---- EXTRACT PROVIDED
I believe that most people are trustworthy…
What is the basis for the decisions we make about who or what we trust? Integrity? Confidence? Emotion? Their moral code? Our own moral code? Responsibility? Experience? Gut reaction? Authority? Sincerity? Positional power? Reliability? Personal relationship? History? What they say? What they do? Expertise and knowledge? This list could go on.
The reality is that we apply a different set of rules according to what we want out of a situation as the following examples show:
- If I want advice, I’ll ask someone I trust to not shy away from the hard issues… Someone who will tell me the truth
- I trust my doctor’s expertise when I’m unwell because I don’t have the depth of knowledge to make an informed assessment of symptoms
- If I want someone to look after my kids, I ask someone I know will keep them absolutely safe and happy
- If I’m choosing a holiday or a new phone, I look at customer product reviews (the opinions of people I don’t know) or I might search information on-line or seek the advice of a sales person
Based on the above scenarios, it appears that the people we trust don’t always have the same characteristics and may not always be interchangeable. We make decisions based on what we believe about them and we generally know why we trust them. It is situationally specific.
So, if on a personal level we trust different people for different reasons, how do we build a brand or business reputation that is trusted by all manner of people with all sorts of different preferences?
With the explosion of information available on-line and the emergence of data-science that tracks our preferences and choices, so has come about a change in the nature of our relationship with our customers.
The most successful sales and service organisations see this as a fantastic opportunity to fundamentally change how they interact with their customers and are acting on that knowledge now. Investing in a future relationship with customers that is based on trust is good for business.
How trustworthy do your customers think you are?
--------
---- SOURCE DATA
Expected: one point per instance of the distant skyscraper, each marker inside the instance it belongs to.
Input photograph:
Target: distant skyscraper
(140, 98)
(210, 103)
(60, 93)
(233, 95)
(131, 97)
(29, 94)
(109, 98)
--------
In the piece on trust, why does the writer trust a doctor's expertise when unwell?

# REPLY TO THE EXERCISE
The writer doesn't have the depth of knowledge to make an informed assessment of symptoms.